# Start of Selected extract

You seem to be the one with very strongly held views- move to the US

Typical if you don’t like it, leave the country. How about since you don’t like surrogacy, you leave the U.K. where it is legal and move here to France where it is illegal? If I’m supposed to vote with my feet, why aren’t you?

Marmaladeagain · 01/05/2021 23:21

You are funny.... missing the point spectacularly, I can see why you can't see any problems with surrogacy.

PlanDeRaccordement · 01/05/2021 23:22

A child actor, or any employee is providing a service, they themselves are not the service and they are able to remove said service should they chose.

No, if their parents choose. Not the child. The child has no legal power.

Thanks for posting the case. As the judge said, the lack of legal framework is causing exploitation of vulnerable women. You need contracts. Real ones that are enforceable.

OhHolyJesus · 01/05/2021 23:26

Real ones that are enforceable.

So you would see the birth mother be forced to give up her much loved child?

Right.

PlanDeRaccordement · 01/05/2021 23:28

@Marmaladeagain

You are funny.... missing the point spectacularly, I can see why you can't see any problems with surrogacy.
Was your point “Do you wish this for your daughter?“

Hard to tell exactly what points you are making. So, I guess you are going for an appeal to my emotions.

I have 2 DDs. One is an adult. What I wish for her is that she have the legal right to choose to sell an egg or be surrogate mother if she wanted to. And along with a legal right, to have a regulatory framework with laws and enforceable surrogacy contracts that protect her rights throughout the pregnancy, birth and post birth recovery.

# End of Selected extract

## [Task brief]
Please transcribe the stretch of the surrogacy thread from "PlanDeRaccordement · 01/05/2021 23:22" through "much loved child?".

# Start of Data excerpt

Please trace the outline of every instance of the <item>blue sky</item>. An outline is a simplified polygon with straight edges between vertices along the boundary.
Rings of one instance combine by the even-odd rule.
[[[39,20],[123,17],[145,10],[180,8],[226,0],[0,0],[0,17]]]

# End of Data excerpt

## [Task result]
PlanDeRaccordement · 01/05/2021 23:22

A child actor, or any employee is providing a service, they themselves are not the service and they are able to remove said service should they chose.

No, if their parents choose. Not the child. The child has no legal power.

Thanks for posting the case. As the judge said, the lack of legal framework is causing exploitation of vulnerable women. You need contracts. Real ones that are enforceable.

OhHolyJesus · 01/05/2021 23:26

Real ones that are enforceable.

So you would see the birth mother be forced to give up her much loved child?